Your objective:
Your copy of the material must match it exactly, except that pictures are dropped.

Raw records:
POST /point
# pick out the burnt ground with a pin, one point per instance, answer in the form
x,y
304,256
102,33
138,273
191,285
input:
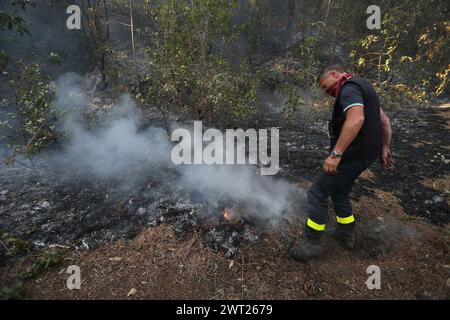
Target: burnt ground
x,y
403,218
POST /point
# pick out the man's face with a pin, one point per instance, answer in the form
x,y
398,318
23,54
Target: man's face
x,y
329,80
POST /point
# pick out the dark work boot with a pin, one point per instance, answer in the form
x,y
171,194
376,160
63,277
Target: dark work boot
x,y
345,236
307,249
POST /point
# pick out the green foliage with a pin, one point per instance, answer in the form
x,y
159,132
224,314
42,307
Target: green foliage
x,y
33,112
412,48
11,21
186,70
42,262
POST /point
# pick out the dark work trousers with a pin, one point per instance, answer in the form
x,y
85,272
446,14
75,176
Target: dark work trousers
x,y
337,186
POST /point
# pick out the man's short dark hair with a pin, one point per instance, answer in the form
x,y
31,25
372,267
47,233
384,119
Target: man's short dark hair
x,y
334,67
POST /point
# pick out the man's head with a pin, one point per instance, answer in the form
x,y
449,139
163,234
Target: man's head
x,y
330,77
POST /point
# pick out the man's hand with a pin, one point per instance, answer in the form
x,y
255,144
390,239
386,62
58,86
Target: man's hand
x,y
386,160
330,165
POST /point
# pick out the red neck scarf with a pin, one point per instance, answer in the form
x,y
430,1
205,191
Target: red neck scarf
x,y
334,90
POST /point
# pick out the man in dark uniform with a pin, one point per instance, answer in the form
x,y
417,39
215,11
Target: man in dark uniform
x,y
360,133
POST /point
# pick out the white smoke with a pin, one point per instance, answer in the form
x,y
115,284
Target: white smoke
x,y
119,145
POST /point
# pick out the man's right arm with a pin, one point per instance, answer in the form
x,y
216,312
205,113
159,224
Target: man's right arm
x,y
386,156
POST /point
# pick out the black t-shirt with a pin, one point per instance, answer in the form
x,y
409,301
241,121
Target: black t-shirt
x,y
367,144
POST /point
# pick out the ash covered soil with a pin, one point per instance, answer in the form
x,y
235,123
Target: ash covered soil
x,y
152,236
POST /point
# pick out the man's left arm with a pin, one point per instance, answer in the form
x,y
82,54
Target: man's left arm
x,y
354,119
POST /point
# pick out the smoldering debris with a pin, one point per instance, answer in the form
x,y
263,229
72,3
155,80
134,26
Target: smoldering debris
x,y
109,181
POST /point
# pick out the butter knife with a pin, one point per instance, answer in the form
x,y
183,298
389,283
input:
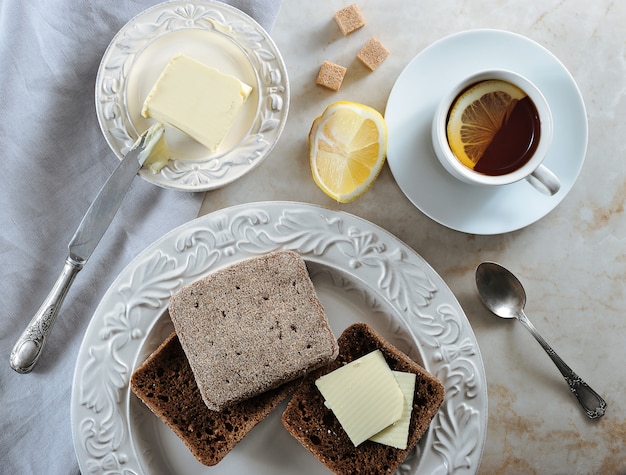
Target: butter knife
x,y
94,224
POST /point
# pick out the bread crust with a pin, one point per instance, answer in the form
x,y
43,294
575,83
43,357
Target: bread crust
x,y
165,383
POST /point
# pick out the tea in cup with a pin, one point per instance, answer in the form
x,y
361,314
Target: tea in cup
x,y
495,128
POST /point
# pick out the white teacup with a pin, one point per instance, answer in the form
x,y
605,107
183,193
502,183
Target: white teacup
x,y
533,170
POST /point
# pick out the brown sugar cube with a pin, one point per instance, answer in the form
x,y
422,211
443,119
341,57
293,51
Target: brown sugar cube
x,y
372,54
331,75
349,19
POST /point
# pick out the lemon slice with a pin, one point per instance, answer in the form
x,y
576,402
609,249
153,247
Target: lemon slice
x,y
477,115
348,146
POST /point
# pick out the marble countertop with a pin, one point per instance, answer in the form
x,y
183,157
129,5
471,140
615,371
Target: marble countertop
x,y
571,261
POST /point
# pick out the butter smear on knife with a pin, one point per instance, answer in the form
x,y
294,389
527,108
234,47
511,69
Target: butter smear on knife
x,y
155,154
196,99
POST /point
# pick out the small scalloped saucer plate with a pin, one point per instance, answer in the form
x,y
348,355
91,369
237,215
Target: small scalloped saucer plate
x,y
411,106
360,272
220,36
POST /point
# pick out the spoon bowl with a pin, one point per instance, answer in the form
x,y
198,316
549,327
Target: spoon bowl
x,y
504,295
500,290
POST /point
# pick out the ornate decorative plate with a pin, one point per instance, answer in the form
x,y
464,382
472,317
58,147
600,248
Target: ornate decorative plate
x,y
217,35
361,273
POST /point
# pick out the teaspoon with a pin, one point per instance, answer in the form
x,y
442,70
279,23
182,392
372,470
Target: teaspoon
x,y
503,294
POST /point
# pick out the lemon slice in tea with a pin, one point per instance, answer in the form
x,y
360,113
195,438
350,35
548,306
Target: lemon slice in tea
x,y
477,115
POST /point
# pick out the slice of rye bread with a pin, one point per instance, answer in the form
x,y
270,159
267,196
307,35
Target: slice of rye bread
x,y
165,383
251,327
318,430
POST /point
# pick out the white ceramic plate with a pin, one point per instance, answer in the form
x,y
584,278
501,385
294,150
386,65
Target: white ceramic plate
x,y
361,273
217,35
411,107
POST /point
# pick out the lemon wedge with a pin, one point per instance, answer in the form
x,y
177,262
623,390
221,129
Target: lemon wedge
x,y
348,146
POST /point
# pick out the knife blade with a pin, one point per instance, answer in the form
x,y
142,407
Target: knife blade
x,y
94,224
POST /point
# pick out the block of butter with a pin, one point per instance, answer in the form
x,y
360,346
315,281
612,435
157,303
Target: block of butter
x,y
155,154
364,396
198,100
397,434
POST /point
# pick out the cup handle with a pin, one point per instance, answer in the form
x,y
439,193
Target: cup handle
x,y
544,180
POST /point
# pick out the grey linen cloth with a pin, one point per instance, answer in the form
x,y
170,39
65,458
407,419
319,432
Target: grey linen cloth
x,y
54,159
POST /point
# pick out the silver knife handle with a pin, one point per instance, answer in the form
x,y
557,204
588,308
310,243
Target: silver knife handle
x,y
28,347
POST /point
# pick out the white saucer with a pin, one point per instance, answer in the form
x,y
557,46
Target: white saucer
x,y
220,36
410,109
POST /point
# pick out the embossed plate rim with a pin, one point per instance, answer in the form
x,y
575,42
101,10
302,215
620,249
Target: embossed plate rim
x,y
423,303
157,22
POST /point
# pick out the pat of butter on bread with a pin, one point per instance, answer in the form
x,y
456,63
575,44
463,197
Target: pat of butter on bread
x,y
196,99
364,396
397,434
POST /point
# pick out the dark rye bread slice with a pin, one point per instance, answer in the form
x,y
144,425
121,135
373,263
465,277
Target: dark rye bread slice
x,y
318,430
165,383
251,327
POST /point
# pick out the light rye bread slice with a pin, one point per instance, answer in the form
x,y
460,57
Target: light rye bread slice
x,y
251,327
318,430
165,383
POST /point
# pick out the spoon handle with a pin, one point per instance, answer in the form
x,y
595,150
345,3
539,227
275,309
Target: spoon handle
x,y
590,400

Solution to this exercise:
POST /point
# pick out the burnt ground with a pin, one point per instance, answer in the form
x,y
304,256
102,33
138,273
191,285
input:
Target: burnt ground
x,y
403,218
POST /point
# pick out the man's face with a pin, one point per instance, answer in the form
x,y
398,318
23,54
Target: man's face
x,y
329,80
POST /point
# pick out the dark work boot with a pin, one point per instance, answer in the form
x,y
171,194
376,160
63,277
Target: dark work boot
x,y
345,236
307,249
POST /point
# pick out the green foliage with a pin, one point per instance, answer in the form
x,y
159,132
224,314
42,307
Target: green foliage
x,y
33,112
412,48
11,21
186,70
42,262
POST /point
# pick out the dark work trousers with a pin, one point per instance, answer in the form
x,y
85,272
446,14
75,176
Target: dark work trousers
x,y
337,186
POST /point
# pick out the man's short dark hair with a pin, one point per instance, answer in the form
x,y
31,25
372,267
47,233
384,119
Target: man's short dark hair
x,y
334,67
POST /point
# pick out the man's head with a pin, one point per instance, answer in the form
x,y
449,139
163,234
Target: man's head
x,y
330,77
POST /point
# pick out the man's hand with a pin, one point per instance, answer in the form
x,y
255,144
390,239
386,62
58,86
Target: man's hand
x,y
386,160
330,165
POST /point
# pick out the red neck scarf with a pin, one point per instance, answer in the form
x,y
430,1
205,191
Target: red neck scarf
x,y
334,90
POST /point
# pick out the man in dark uniform with a pin, one point per instance, answer in the form
x,y
417,39
215,11
Target: man in dark uniform
x,y
360,133
POST /point
# pick out the white smoke with a pin, one point per instance, answer in the form
x,y
115,284
Target: white smoke
x,y
119,145
POST /point
# pick out the man's right arm with a pin, one point per instance, answer in the form
x,y
216,312
205,113
159,224
Target: man's right arm
x,y
386,156
POST /point
# pick out the black t-shirt with a pin, one point per instance, answer in the form
x,y
409,301
241,121
Target: black t-shirt
x,y
367,144
POST /point
# pick out the ash covered soil with a pin, one point per instance, answer in the form
x,y
235,123
Target: ash covered soil
x,y
152,236
POST /point
# pick out the man's left arm with a pin, one point per instance, answer in the form
x,y
82,54
Target: man's left arm
x,y
354,119
POST /point
# pick out the smoldering debris with a pin, one point per instance, answer in the form
x,y
263,229
72,3
155,80
134,26
Target: smoldering debris
x,y
109,181
POST /point
# pick out the butter knife with a pin, one point per instance, answer in the form
x,y
183,298
389,283
input:
Target: butter knife
x,y
94,224
POST /point
# pick out the bread crust with a pin, one point per instance, answer in the form
x,y
43,294
575,83
43,357
Target: bread crust
x,y
165,383
POST /point
# pick out the tea in cup with a pin, one point per instance, answer in the form
x,y
361,314
Target: tea in cup
x,y
495,128
POST /point
# pick out the white teacup with a pin, one point per instance, answer in the form
x,y
605,107
183,193
502,183
Target: white teacup
x,y
533,170
POST /point
# pick out the brown sugar cube with a pin, one point per instance, answer in the form
x,y
422,211
443,119
341,57
293,51
Target: brown sugar cube
x,y
372,54
331,75
349,19
POST /point
# pick out the lemon slice with a pin, one point per instance, answer in the form
x,y
576,402
609,249
153,247
Target: lemon slice
x,y
477,115
348,146
POST /point
# pick out the marble countertop with a pin, one point per instance, answer in the form
x,y
183,157
129,5
471,140
615,371
Target: marble countertop
x,y
571,261
POST /point
# pick out the butter smear on knife with a pin, one point per instance, answer in the form
x,y
294,389
527,108
234,47
511,69
Target: butter smear on knife
x,y
155,154
196,99
POST /point
# pick out the small scalloped saucer plate with a pin, one point per instance, answer in the form
x,y
348,355
91,369
237,215
Target: small scalloped saucer plate
x,y
411,106
360,272
220,36
POST /point
# pick out the spoon bowl with a pin, one point per instance, answer in the form
x,y
198,316
549,327
Target: spoon bowl
x,y
504,295
500,290
POST /point
# pick out the ornate decorative plate with a pin, one point per instance, answer in the form
x,y
464,382
472,317
58,147
600,248
Target: ornate decorative plate
x,y
217,35
361,273
POST /point
# pick out the teaspoon with a pin, one point per instance, answer in the form
x,y
442,70
279,23
182,392
372,470
Target: teaspoon
x,y
503,294
POST /point
# pick out the lemon slice in tea with a pin, one point per instance, answer in the form
x,y
360,113
195,438
350,35
548,306
Target: lemon slice in tea
x,y
477,115
POST /point
# pick out the slice of rye bread with a pin, one point per instance, answer in the form
x,y
270,159
267,196
307,35
Target: slice of rye bread
x,y
165,383
251,327
318,430
POST /point
# pick out the white ceramic plate with a pin, one point per instance, answer in the form
x,y
584,278
501,385
294,150
386,65
Target: white ceramic plate
x,y
361,273
217,35
411,107
POST /point
# pick out the lemon wedge with a pin, one point per instance, answer in the form
x,y
177,262
623,390
221,129
Target: lemon wedge
x,y
348,146
POST /point
# pick out the knife blade with a pin, one point per instance, answer in the form
x,y
142,407
Target: knife blade
x,y
94,224
POST /point
# pick out the block of butter with a pin, one point per instance, answer in the form
x,y
360,346
315,281
612,435
157,303
Target: block of butter
x,y
155,154
364,396
198,100
397,434
POST /point
# pick out the cup handle with a pin, one point per instance, answer in the form
x,y
439,193
Target: cup handle
x,y
544,180
POST /point
# pick out the grey linen cloth with a pin, one point per instance, answer in the form
x,y
170,39
65,458
407,419
319,432
Target: grey linen cloth
x,y
54,159
POST /point
# pick out the silver knife handle with a pin, one point per instance, answer in the form
x,y
557,204
588,308
310,243
Target: silver knife handle
x,y
28,347
POST /point
# pick out the white saucer with a pin, one point per instance, answer in the form
x,y
557,46
Target: white saucer
x,y
220,36
410,109
POST /point
# pick out the embossed plate rim with a pin, one point per instance, answer in the form
x,y
575,42
101,10
302,215
620,249
Target: embossed plate rim
x,y
423,303
157,22
POST /point
# pick out the pat of butter on bread with a pin, one point per instance, answer in the form
x,y
456,63
575,44
463,197
Target: pat of butter on bread
x,y
196,99
364,396
397,434
POST /point
# pick out the dark rye bread slice with a pin, one point per instance, answer in the form
x,y
144,425
121,135
373,263
465,277
Target: dark rye bread slice
x,y
318,430
165,383
251,327
POST /point
# pick out the light rye bread slice with a pin, one point per instance, answer in the form
x,y
460,57
Target: light rye bread slice
x,y
251,327
318,430
165,383
POST /point
# pick out the spoon handle with a pin, one point per instance, answer in the form
x,y
595,150
345,3
539,227
275,309
Target: spoon handle
x,y
590,400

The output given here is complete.